▶ **PASSAGE SHOWN**:
Coordination with Outside Directors of the Board/Internal Audit Division/Accounting Auditors to Improve Audit Effectiveness
  • Article 26Audit & Supervisory Board Members and the Audit & Supervisory Board shall, through the operational audits, accounting audits, and the attendance of important meetings such as those of the Board of Directors, oversee whether the supervisory function of the Board of Directors of Nippon Paint Holdings is properly exercised, actively provide opinions and advice to help the Nippon Paint Group to achieve sustainable growth and the medium/long-term enhancement of the corporate value.
  • 2.Audit & Supervisory Board Members and the Audit & Supervisory Board shall, in coordination with the divisions concerned, strive to secure an adequate audit environment, schedule, and structure and examine whether the Accounting Auditor complies with the "Standards for Quality Control of Audits," which are necessary for them to perform accounting audits properly. The Board of Directors shall give due consideration to the efforts of the Audit & Supervisory Board Members and the Accounting Auditor to secure adequate an audit environment and schedule.
  • 3.The following measures shall be taken by each to improve the effectiveness of audits:
    • Outside Audit & Supervisory Board Members shall, based on their respective professional experience and knowledge, and full-time Audit & Supervisory Board Members shall, based on their extensive internal experience and information, share information and exchange opinions.
    • Regular meetings between the Representative Director of the Board and Audit & Supervisory Board Members shall be held four times each year for information gathering and sharing as well as exchange of opinions that are necessary for them to execute their duties.
    • "Three-way audit meetings," which are attended by Audit & Supervisory Board Members, the Accounting Auditor, and members of the Corporate Audit and "consultation meetings between the Accounting Auditor and Audit & Supervisory Board Members" shall be held on a regular basis to share information and exchange opinions on their audit plans and results, issues identified through different audits, etc., among the attendants.
    • The Accounting Auditor shall have interviews with the Representative Director and President and the Director of the Board in charge of finance and report its outline at a "three-way audit meeting."
  • 4.Independent Directors of the Board may, subject to the approval of the chairperson of the Audit & Supervisory Board, attend a "regular meeting between the Representative Director of the Board and Audit & Supervisory Board Members" and a "three-way audit meeting" and also attend Audit & Supervisory Board meetings as an observer, if necessary.

▶ **WHAT TO WORK ON**:
A – Answer these from the audit coordination passage:
(i) How many times each year are regular meetings held between the Representative Director of the Board and Audit & Supervisory Board Members?
(ii) Whose approval do Independent Directors of the Board need to attend a "three-way audit meeting"?
(iii) Which standards are Audit & Supervisory Board Members to examine the Accounting Auditor's compliance with?
B – Carry the audit coordination passage further, starting after its last item.

▶ **RAW RECORDS**:
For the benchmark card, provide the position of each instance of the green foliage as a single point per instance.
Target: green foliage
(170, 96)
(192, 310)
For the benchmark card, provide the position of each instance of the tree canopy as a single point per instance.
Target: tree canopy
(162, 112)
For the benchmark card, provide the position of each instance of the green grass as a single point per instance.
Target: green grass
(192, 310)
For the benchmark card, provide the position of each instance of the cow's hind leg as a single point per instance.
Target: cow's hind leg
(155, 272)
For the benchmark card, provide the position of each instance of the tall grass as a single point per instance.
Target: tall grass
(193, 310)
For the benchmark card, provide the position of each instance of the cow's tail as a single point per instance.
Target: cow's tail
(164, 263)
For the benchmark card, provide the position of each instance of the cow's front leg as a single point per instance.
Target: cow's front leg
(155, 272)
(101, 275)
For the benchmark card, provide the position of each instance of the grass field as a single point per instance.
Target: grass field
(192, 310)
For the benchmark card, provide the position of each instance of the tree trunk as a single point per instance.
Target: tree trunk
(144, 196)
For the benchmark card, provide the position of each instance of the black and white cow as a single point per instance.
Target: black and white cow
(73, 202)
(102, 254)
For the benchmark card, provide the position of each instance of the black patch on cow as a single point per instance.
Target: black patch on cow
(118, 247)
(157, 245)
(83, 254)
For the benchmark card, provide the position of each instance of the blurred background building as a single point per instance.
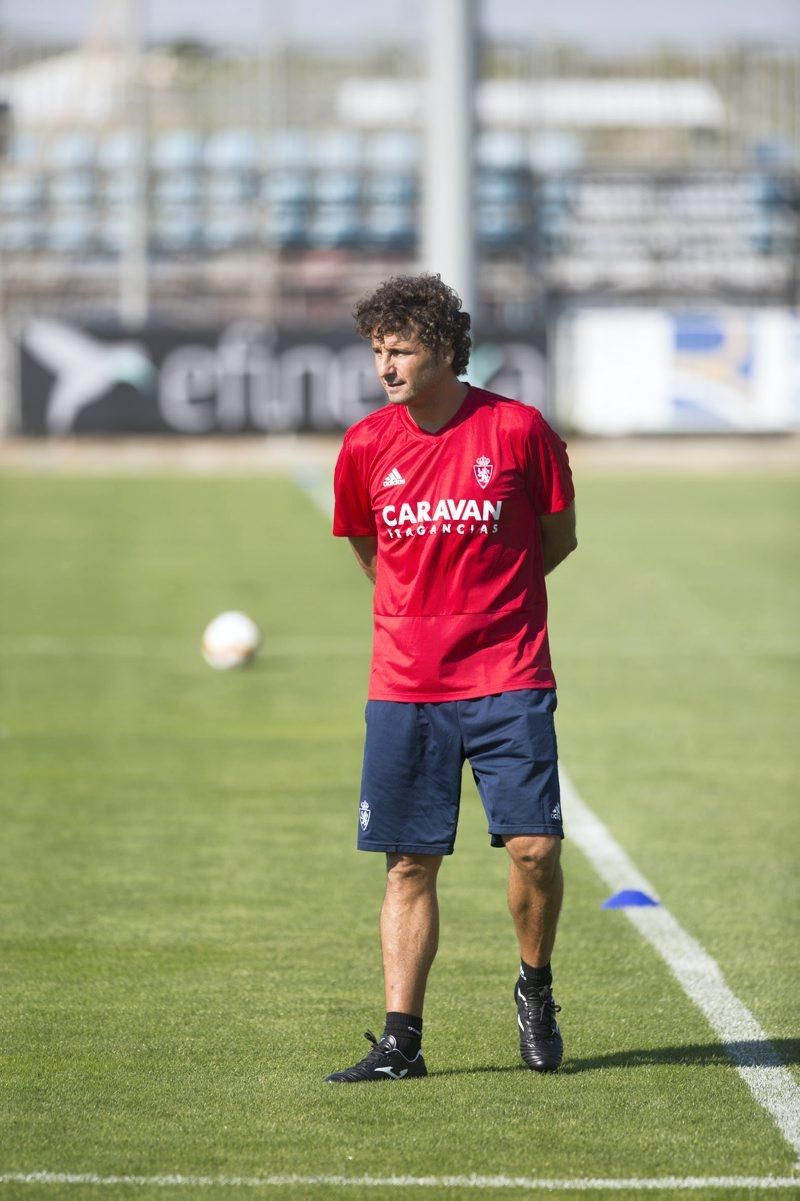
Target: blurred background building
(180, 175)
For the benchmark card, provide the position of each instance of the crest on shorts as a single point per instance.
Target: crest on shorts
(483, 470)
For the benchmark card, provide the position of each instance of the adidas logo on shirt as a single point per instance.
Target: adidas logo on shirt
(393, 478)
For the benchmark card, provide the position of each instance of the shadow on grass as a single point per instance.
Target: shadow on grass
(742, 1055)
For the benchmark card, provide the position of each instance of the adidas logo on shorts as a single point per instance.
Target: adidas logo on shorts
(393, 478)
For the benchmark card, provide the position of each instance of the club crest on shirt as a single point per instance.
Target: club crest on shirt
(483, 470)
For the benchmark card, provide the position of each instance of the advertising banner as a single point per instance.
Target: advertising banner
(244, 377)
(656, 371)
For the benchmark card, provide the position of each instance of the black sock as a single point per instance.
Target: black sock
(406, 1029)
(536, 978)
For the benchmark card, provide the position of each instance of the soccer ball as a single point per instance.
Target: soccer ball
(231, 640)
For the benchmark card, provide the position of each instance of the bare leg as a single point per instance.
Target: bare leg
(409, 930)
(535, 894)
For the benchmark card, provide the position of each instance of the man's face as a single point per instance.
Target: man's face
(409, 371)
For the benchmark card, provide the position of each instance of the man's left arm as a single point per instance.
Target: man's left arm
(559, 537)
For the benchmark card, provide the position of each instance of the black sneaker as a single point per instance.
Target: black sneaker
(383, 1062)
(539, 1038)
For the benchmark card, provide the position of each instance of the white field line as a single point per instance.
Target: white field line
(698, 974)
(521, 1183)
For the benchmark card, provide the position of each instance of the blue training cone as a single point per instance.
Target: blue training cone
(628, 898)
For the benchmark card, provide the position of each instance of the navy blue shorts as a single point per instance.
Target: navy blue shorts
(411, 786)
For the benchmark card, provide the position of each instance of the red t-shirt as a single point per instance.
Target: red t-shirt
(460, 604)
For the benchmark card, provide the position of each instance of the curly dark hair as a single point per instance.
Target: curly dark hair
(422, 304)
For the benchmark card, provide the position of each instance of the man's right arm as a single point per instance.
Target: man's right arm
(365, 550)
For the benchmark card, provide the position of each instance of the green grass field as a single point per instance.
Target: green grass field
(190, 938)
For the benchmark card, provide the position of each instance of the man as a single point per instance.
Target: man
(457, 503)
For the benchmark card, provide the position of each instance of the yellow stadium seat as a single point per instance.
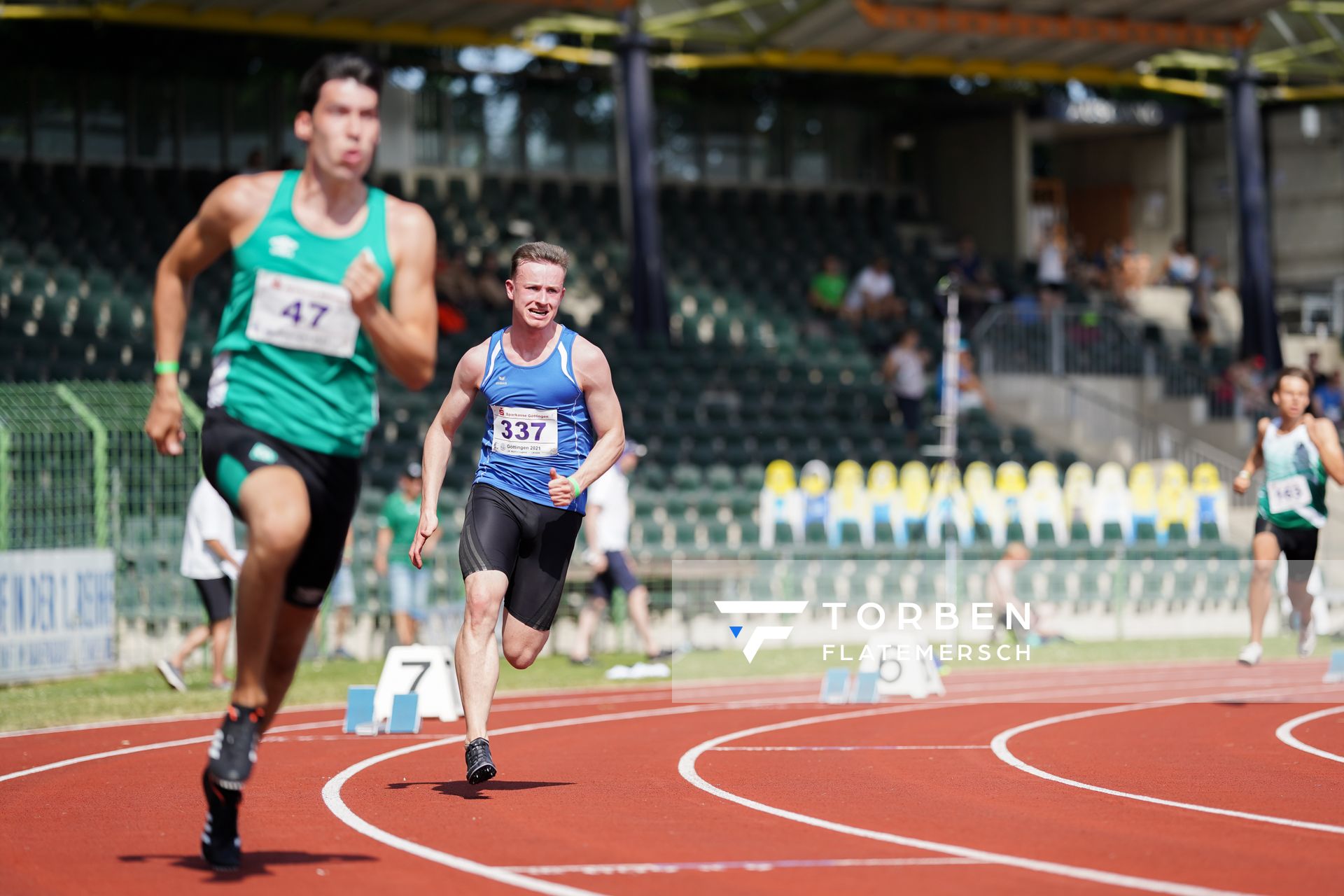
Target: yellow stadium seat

* * *

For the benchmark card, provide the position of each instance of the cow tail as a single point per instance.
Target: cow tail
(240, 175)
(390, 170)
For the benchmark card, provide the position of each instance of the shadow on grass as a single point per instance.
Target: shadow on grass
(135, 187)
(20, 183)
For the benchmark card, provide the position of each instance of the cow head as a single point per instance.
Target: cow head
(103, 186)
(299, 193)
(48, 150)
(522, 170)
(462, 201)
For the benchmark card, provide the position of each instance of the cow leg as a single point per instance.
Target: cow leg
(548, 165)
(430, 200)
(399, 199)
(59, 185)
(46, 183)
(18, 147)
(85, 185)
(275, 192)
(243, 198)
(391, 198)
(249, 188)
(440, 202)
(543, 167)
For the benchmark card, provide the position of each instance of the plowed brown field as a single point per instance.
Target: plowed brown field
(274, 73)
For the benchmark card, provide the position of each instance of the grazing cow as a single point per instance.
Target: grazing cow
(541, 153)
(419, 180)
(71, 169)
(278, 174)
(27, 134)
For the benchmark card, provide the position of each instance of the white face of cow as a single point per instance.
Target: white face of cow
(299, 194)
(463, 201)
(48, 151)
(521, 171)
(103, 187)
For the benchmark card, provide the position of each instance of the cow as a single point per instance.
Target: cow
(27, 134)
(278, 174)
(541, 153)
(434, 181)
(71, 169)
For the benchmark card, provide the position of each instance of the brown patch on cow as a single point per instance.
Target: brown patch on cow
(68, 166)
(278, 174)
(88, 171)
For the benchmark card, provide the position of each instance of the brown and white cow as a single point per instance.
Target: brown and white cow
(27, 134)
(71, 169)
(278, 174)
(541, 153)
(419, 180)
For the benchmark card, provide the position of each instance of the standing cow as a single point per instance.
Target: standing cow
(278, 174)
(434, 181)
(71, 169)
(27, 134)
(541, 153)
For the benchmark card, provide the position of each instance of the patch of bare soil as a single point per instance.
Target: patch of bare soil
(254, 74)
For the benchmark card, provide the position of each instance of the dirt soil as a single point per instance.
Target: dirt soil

▶ **ANSWERS FOR THE TASKS**:
A –
(i) Four times each year.
(ii) The approval of the chairperson of the Audit & Supervisory Board.
(iii) The "Standards for Quality Control of Audits."

B –
  • 5.The Audit & Supervisory Board shall prescribe, in the "Audit & Supervisory Board Member Audit Standards" and the "Standards for the Administration of Consultation Meetings between the Accounting Auditor and Audit & Supervisory Board Members," their responses to cases in which they have received a report from the Accounting Auditor to the effect that there has been a fraud or a significant violation of laws and regulations or the articles of incorporation in relation to the execution of duties by a Director of the Board.
Evaluation and Appointment of the Accounting Auditors
  • Article 27The Audit & Supervisory Board shall establish and review and revise as necessary each year the "Standards for the Evaluation of Accounting Auditor Qualifications," including the standards for independence and expertise of the Accounting Auditor.
  • 2.The Audit & Supervisory Board shall evaluate Accounting Auditors based on the standards referred to in the preceding paragraph and decide whether to appoint/dismiss or refuse re-appointment of the Accounting Auditor.
  • 3.When the Audit & Supervisory Board has determined that an Accounting Auditor needs to be appointed, it shall evaluate Accounting Auditor candidates based on the standards referred to in Paragraph 1 and decide whether to appoint a candidate as the Accounting Auditor.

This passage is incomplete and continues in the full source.